[Material for this exercise]

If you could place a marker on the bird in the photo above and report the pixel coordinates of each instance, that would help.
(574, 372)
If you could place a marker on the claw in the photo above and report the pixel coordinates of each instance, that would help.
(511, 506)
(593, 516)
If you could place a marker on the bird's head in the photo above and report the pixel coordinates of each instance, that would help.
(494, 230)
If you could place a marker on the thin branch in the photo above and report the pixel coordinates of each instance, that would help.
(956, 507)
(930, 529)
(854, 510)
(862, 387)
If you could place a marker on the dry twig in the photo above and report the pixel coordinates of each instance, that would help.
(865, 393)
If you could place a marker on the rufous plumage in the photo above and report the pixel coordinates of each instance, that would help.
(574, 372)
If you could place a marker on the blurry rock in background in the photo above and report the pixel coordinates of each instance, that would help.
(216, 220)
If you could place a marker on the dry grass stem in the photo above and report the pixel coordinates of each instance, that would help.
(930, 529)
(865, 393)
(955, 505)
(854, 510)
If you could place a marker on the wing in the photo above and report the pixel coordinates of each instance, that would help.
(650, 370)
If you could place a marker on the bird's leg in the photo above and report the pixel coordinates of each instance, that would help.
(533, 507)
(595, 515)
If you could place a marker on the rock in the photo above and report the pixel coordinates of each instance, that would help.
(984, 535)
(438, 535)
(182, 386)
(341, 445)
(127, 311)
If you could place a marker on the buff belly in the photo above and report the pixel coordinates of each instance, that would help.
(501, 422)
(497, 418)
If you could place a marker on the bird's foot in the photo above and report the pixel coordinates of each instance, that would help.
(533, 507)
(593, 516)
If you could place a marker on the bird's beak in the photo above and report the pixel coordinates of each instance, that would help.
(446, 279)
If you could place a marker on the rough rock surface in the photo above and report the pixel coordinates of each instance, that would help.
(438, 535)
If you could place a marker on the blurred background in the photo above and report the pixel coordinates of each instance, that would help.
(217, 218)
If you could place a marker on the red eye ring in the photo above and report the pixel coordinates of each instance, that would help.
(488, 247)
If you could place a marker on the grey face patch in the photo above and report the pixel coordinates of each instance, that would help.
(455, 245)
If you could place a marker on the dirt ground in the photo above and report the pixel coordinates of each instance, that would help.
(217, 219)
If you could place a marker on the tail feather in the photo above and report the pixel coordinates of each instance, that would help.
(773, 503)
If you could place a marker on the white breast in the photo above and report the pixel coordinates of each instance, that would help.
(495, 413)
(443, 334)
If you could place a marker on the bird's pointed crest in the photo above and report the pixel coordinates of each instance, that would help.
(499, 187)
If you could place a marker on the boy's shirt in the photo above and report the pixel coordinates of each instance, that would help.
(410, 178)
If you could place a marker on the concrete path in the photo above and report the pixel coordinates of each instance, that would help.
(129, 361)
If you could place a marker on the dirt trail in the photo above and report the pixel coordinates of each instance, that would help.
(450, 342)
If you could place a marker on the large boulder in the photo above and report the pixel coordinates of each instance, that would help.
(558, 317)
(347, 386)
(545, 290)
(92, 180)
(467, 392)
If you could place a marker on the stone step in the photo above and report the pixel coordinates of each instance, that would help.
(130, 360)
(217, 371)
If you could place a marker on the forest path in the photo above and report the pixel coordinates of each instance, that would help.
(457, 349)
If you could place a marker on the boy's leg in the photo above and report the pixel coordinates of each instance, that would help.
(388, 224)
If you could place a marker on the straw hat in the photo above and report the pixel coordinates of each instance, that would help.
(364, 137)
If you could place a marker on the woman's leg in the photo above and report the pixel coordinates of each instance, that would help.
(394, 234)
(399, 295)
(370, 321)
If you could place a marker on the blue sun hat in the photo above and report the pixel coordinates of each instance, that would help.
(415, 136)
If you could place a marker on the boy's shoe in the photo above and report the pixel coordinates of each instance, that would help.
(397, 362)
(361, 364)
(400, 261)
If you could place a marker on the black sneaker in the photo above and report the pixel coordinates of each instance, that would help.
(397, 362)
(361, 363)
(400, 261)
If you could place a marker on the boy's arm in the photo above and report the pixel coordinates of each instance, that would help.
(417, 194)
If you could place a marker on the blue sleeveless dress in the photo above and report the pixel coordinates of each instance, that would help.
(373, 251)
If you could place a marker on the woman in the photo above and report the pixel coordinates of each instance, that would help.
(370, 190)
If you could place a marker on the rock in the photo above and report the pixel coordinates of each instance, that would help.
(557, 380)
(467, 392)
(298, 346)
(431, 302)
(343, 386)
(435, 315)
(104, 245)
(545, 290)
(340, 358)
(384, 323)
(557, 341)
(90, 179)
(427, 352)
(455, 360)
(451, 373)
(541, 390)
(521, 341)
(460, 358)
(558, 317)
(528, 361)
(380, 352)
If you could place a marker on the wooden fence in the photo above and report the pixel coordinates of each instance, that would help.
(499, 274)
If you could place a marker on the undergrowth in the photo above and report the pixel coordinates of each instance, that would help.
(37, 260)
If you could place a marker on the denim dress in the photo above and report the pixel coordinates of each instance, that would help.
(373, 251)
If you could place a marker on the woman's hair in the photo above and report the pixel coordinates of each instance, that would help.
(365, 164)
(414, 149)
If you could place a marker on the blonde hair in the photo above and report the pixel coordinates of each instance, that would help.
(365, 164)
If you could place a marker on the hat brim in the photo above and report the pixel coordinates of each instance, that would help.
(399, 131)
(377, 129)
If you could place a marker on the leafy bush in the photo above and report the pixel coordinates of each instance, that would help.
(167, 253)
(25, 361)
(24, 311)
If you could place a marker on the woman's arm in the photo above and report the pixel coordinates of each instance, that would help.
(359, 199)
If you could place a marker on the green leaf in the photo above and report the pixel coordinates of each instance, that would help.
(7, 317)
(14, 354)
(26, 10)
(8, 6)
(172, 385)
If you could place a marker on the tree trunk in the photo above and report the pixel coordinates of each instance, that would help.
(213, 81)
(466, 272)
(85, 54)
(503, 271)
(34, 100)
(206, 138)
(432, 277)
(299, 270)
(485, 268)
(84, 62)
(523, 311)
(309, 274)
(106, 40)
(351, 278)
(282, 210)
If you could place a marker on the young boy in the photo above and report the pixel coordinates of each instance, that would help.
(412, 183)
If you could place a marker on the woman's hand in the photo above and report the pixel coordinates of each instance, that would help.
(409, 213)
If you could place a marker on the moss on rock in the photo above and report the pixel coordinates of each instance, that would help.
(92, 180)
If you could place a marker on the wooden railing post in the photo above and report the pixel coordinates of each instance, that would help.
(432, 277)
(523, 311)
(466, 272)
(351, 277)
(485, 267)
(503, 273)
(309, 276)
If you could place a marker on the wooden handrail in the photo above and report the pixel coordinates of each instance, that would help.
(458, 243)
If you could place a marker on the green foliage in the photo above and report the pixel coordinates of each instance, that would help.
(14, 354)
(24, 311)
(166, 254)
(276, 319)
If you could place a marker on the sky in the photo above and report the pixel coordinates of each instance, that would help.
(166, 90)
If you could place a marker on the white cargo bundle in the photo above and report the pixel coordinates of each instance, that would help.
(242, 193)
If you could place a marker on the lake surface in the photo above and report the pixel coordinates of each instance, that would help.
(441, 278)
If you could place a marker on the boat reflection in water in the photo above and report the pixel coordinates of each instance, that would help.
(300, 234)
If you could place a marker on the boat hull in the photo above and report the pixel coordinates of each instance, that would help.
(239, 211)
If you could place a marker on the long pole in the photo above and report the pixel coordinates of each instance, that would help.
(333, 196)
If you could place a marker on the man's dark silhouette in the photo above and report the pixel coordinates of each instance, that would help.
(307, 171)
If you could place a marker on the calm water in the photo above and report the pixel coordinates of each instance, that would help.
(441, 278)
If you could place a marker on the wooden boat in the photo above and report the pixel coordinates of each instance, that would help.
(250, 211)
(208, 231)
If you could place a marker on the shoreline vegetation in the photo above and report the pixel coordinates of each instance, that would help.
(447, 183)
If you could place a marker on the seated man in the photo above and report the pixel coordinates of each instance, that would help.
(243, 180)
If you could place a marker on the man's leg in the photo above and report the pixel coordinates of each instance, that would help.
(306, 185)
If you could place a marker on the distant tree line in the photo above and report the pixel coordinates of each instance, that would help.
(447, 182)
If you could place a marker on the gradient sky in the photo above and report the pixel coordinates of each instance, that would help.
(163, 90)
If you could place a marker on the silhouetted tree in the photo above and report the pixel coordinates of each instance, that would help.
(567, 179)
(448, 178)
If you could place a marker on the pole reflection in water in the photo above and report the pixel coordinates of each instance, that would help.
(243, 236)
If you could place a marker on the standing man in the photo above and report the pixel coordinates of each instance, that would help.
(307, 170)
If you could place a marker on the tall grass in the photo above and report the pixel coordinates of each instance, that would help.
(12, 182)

[What is needed] Copy only the stretch running from the line containing "If you could place a marker on the distant" to the final line of the entries, both ends included, exactly as it stands.

[Task response]
If you could place a marker on the distant tree line in the photo above and report the pixel coordinates of each instance, that would help.
(447, 182)
If you could place a marker on the gradient sky in the photo above and report the pixel coordinates of each instance, that would help.
(163, 90)
If you could place a marker on the silhouetted tree in the photo above and report the pixel coordinates of each instance, that would help.
(567, 179)
(448, 178)
If you could place a marker on the pole reflection in water in the photo above and report the pixel coordinates of each instance, that would help.
(243, 236)
If you could place a marker on the standing man in the photo above and report the pixel coordinates of each instance, that would help.
(307, 170)
If you could place a marker on the tall grass in the photo above and report the pixel coordinates of each instance, that would help.
(12, 182)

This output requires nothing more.